Goal | Reproduce the rows below from the very beginning through the line containing "88 71 L 116", substituting "please" for "kindly" and leaving everything else unchanged.

━━━━━ Recorded data

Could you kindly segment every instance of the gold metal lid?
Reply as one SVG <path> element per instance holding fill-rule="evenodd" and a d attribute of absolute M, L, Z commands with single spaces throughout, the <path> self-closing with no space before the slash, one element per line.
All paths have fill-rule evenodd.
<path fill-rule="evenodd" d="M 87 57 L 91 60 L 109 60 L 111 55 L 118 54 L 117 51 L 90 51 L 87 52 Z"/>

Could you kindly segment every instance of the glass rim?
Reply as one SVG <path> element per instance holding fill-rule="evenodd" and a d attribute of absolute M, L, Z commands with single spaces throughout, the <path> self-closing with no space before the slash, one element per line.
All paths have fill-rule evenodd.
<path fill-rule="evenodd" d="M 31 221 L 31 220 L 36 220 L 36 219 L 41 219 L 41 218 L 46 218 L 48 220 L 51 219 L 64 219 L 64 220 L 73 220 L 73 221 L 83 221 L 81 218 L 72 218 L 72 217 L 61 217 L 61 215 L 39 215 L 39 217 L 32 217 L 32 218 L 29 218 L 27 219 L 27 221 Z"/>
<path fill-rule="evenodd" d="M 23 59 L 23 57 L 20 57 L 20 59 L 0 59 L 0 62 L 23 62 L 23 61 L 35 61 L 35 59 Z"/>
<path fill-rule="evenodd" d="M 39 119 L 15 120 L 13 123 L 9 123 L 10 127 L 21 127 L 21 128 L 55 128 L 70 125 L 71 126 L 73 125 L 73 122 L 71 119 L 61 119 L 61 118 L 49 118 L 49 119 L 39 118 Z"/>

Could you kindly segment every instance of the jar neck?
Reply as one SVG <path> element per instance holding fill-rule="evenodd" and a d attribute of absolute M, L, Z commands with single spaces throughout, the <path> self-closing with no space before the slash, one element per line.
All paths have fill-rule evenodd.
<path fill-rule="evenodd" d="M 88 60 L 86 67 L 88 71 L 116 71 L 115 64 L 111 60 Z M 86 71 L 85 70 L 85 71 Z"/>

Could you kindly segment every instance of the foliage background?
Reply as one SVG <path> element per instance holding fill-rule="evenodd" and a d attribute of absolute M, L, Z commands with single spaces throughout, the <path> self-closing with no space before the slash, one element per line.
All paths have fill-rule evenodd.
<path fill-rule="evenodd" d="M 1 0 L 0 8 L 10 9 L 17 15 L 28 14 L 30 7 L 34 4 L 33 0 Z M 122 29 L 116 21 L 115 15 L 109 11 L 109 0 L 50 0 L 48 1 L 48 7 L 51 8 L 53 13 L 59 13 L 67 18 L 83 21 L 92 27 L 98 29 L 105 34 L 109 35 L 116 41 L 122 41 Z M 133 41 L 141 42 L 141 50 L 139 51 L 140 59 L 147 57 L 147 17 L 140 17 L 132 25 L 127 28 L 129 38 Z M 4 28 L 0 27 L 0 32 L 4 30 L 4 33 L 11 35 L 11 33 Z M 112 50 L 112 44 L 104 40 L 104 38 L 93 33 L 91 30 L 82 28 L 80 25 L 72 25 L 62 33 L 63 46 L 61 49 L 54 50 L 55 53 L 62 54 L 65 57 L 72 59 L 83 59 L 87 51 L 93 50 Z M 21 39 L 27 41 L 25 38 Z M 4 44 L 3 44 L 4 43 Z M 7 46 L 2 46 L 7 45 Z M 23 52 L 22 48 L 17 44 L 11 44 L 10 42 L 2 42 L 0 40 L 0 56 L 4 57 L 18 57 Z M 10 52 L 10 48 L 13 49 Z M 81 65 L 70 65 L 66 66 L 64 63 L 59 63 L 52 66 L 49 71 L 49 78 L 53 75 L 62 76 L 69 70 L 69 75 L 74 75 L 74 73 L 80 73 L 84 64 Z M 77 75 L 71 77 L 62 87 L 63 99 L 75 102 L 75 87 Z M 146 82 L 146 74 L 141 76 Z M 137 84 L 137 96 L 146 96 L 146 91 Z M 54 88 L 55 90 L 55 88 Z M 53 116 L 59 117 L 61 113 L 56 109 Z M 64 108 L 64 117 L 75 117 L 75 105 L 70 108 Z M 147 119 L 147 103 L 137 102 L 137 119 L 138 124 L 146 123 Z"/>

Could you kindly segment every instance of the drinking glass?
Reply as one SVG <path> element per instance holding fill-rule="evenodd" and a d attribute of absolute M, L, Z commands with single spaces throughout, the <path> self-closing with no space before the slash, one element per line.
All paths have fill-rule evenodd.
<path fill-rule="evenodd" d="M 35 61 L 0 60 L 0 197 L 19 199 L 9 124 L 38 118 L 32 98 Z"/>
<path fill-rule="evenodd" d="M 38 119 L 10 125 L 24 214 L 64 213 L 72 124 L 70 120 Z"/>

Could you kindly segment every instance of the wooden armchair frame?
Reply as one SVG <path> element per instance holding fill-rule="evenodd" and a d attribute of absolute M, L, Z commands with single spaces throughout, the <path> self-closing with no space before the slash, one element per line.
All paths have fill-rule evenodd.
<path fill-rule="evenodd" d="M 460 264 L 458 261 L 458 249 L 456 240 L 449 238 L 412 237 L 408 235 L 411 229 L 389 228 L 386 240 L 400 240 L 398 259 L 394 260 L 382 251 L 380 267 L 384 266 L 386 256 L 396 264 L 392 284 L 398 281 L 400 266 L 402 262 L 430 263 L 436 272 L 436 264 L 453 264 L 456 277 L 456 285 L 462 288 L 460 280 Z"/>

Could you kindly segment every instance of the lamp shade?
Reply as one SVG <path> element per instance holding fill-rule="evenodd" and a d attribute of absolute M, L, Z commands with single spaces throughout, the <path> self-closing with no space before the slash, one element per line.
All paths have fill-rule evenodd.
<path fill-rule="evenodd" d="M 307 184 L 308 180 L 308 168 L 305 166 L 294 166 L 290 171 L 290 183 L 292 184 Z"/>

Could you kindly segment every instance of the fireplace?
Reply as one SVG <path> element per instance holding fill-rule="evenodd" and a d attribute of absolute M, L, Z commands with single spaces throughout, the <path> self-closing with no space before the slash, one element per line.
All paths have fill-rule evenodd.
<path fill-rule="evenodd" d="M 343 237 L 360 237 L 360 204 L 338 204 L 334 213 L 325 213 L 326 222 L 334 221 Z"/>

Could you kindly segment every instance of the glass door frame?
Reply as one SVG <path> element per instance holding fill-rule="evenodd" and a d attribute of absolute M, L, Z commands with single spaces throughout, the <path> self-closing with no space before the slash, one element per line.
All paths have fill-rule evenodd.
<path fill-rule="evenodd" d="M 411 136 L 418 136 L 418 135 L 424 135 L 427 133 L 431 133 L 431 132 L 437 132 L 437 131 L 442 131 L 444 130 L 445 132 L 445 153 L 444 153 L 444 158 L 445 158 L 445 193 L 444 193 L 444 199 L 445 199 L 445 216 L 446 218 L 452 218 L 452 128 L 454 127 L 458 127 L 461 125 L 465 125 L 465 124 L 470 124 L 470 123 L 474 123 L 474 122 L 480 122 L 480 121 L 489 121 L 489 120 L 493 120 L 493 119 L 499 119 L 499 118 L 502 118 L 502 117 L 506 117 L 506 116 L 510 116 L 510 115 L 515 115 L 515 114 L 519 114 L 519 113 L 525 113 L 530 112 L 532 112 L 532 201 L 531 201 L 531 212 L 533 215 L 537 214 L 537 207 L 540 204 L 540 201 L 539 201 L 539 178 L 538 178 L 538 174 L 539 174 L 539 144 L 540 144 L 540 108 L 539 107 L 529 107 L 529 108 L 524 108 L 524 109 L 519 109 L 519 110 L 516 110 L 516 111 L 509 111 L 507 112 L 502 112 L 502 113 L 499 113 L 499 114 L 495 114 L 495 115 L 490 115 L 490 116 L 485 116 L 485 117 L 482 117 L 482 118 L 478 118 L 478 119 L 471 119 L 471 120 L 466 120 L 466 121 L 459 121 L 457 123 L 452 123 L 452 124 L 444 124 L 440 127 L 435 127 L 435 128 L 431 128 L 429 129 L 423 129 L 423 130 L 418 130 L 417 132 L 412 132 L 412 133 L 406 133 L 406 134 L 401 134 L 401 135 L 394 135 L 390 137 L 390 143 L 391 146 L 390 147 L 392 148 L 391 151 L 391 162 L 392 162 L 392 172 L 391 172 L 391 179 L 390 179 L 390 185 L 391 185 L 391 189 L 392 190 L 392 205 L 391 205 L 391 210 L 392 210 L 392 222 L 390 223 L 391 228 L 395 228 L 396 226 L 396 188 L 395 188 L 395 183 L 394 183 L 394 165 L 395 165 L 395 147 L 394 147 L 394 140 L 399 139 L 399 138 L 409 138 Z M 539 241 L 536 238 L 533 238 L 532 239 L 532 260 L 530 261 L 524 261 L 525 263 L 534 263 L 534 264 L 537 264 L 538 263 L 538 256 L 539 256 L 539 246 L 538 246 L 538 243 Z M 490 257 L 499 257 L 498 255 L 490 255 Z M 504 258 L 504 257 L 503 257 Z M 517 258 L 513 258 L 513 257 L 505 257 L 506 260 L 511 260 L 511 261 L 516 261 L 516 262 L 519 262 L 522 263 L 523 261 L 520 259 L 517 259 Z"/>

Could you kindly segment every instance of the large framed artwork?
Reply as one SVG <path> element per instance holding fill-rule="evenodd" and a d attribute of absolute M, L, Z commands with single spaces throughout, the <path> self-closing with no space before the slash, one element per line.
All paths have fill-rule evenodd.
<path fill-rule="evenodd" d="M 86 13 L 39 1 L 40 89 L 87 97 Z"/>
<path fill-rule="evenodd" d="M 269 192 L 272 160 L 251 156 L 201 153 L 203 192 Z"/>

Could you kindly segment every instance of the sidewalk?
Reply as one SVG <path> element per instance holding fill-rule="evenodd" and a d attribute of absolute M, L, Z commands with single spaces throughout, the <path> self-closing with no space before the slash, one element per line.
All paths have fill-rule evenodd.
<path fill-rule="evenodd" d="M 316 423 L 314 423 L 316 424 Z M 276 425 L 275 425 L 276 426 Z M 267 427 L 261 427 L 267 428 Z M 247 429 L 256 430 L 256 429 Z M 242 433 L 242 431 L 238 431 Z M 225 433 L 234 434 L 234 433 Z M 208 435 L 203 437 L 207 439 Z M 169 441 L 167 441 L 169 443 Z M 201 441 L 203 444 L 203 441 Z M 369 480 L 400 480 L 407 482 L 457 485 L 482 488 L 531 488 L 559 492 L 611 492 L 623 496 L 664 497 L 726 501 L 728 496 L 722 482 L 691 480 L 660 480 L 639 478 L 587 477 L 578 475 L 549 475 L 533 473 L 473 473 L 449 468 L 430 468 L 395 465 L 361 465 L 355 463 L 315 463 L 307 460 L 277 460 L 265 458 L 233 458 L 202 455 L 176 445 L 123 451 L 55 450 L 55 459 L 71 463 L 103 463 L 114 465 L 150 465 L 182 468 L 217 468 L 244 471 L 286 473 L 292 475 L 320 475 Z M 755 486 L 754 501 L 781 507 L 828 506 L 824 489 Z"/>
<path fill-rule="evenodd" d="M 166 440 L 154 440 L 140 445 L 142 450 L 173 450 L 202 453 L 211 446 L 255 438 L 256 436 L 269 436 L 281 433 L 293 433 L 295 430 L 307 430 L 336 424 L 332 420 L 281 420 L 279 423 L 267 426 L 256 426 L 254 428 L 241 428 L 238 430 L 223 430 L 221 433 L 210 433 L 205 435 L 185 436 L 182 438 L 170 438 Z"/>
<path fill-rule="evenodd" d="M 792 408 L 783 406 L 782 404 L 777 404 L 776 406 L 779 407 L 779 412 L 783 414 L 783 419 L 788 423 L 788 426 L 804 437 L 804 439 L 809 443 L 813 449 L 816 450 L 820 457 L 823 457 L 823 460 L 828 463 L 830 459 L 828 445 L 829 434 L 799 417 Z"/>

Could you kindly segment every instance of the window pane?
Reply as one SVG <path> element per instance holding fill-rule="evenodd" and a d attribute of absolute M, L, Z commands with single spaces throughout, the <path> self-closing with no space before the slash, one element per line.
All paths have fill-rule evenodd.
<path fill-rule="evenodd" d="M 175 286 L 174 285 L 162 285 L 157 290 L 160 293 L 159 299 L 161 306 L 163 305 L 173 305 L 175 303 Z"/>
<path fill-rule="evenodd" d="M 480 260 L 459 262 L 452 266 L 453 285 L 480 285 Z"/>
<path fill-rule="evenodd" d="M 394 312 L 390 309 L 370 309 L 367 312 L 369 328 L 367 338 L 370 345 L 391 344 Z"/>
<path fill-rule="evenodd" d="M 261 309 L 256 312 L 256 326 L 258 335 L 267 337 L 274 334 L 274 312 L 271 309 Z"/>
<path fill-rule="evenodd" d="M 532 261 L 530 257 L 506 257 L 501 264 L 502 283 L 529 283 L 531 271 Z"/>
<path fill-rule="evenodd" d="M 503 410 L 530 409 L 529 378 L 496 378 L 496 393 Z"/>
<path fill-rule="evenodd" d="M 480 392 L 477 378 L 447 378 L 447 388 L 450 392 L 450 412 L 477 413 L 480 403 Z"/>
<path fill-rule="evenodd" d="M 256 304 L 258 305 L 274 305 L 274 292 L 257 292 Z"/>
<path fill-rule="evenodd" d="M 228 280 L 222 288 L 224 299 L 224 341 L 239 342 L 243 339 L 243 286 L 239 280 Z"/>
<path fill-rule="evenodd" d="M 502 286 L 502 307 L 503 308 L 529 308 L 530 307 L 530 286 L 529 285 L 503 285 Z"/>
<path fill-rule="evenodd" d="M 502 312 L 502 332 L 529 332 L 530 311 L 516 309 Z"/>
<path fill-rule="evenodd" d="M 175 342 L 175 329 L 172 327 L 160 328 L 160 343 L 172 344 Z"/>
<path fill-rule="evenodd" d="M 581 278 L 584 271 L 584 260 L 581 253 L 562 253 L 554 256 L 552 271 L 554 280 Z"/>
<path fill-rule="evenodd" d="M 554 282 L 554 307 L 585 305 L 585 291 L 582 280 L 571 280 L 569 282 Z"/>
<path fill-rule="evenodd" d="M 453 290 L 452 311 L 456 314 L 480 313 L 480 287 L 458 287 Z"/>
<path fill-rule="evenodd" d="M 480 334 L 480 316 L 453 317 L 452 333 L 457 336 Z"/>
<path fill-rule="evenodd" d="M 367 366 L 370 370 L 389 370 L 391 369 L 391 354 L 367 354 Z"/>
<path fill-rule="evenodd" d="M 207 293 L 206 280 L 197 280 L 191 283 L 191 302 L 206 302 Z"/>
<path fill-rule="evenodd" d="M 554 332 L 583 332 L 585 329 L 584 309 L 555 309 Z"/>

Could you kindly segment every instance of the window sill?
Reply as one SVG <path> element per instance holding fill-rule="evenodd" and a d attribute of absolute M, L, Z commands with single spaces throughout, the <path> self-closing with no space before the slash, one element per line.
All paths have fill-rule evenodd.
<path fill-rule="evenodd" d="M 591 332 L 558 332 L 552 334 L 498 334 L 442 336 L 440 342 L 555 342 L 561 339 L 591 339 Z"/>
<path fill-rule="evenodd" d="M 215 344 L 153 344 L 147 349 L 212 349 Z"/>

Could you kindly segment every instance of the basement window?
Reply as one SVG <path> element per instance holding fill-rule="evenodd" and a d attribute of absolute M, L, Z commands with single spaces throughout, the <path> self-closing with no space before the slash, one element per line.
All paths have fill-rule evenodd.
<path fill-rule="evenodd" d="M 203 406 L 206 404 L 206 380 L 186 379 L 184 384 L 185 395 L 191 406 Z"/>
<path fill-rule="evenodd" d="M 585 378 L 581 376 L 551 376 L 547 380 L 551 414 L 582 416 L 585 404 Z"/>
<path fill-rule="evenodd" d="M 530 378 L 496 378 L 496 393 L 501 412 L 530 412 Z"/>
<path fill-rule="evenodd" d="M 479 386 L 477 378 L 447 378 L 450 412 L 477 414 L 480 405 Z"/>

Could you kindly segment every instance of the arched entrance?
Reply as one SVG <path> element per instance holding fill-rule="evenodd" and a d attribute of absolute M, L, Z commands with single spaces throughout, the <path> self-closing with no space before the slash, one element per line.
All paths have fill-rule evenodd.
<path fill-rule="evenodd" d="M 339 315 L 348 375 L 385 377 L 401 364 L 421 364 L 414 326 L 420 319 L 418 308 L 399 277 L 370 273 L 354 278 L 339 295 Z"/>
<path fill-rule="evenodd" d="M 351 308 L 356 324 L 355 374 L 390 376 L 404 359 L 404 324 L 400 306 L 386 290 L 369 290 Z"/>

━━━━━━━━━━

Response to the exercise |
Could you please segment every instance of the gold metal lid?
Reply as one SVG <path> element per instance holding fill-rule="evenodd" and a d attribute of absolute M, L, Z commands with single spaces throughout, the <path> self-closing with no space before the slash, one element per line.
All paths have fill-rule evenodd.
<path fill-rule="evenodd" d="M 87 57 L 91 60 L 109 60 L 111 55 L 118 54 L 117 51 L 90 51 L 87 52 Z"/>

Could you please segment every instance of the glass rim?
Reply as one SVG <path> element per instance holding fill-rule="evenodd" and a d attribute of absolute M, L, Z commands with single spaces throughout, the <path> self-closing with no space before the slash, one element per line.
All paths have fill-rule evenodd.
<path fill-rule="evenodd" d="M 31 221 L 31 220 L 36 220 L 36 219 L 41 219 L 41 218 L 46 218 L 48 220 L 51 219 L 64 219 L 64 220 L 73 220 L 73 221 L 83 221 L 81 218 L 72 218 L 72 217 L 61 217 L 61 215 L 39 215 L 39 217 L 32 217 L 32 218 L 29 218 L 27 219 L 27 221 Z"/>
<path fill-rule="evenodd" d="M 23 59 L 23 57 L 20 57 L 20 59 L 0 59 L 0 62 L 23 62 L 23 61 L 35 61 L 35 59 Z"/>
<path fill-rule="evenodd" d="M 39 119 L 15 120 L 13 123 L 9 123 L 10 127 L 21 127 L 21 128 L 55 128 L 70 125 L 71 126 L 73 125 L 73 122 L 71 119 L 61 119 L 61 118 L 49 118 L 49 119 L 39 118 Z"/>

Could you please segment every instance of the jar neck?
Reply as one SVG <path> element per instance holding fill-rule="evenodd" and a d attribute of absolute M, L, Z commands with single spaces throughout, the <path> self-closing with no space before the slash, one element per line.
All paths have fill-rule evenodd.
<path fill-rule="evenodd" d="M 88 60 L 86 67 L 88 71 L 116 71 L 115 64 L 111 60 Z M 86 71 L 85 70 L 85 71 Z"/>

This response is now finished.